* **Collected data entries**:

▬▬▬▬▬▬

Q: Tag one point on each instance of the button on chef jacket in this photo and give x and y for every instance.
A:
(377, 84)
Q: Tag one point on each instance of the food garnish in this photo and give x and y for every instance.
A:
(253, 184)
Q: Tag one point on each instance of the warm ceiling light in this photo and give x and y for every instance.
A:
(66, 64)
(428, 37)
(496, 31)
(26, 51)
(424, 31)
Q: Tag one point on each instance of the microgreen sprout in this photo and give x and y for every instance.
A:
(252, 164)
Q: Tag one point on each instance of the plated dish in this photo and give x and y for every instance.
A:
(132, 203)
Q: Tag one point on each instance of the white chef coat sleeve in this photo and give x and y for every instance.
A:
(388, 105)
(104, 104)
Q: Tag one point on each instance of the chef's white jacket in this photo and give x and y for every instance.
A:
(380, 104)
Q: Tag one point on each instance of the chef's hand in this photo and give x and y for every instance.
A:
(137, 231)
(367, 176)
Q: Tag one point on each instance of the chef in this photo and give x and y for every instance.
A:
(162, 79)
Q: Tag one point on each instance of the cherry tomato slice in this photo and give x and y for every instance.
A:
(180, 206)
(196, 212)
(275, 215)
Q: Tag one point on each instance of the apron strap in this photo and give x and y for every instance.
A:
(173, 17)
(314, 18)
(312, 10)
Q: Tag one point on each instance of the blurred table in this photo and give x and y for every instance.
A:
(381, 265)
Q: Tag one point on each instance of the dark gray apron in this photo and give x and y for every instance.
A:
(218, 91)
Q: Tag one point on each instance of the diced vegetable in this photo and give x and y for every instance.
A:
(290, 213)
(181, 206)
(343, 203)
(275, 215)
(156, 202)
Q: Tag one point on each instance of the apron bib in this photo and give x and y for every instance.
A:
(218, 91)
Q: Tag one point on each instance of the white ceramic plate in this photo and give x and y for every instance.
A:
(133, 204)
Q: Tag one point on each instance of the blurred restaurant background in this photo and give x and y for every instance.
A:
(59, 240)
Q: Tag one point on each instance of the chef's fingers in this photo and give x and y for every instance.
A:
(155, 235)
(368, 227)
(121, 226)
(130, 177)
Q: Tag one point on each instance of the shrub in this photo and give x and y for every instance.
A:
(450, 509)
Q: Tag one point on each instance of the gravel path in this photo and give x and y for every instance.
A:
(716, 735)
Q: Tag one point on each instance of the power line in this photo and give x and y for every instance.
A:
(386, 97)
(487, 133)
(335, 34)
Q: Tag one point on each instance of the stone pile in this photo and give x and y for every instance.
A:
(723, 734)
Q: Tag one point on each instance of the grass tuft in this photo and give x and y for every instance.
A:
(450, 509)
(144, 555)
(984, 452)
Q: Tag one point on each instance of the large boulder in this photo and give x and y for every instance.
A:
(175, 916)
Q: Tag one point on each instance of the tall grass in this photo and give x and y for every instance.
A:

▬▬▬▬▬▬

* **Try it**: The reply should consist solely of the number of lines in the records that include "grass".

* **Written reply**: 2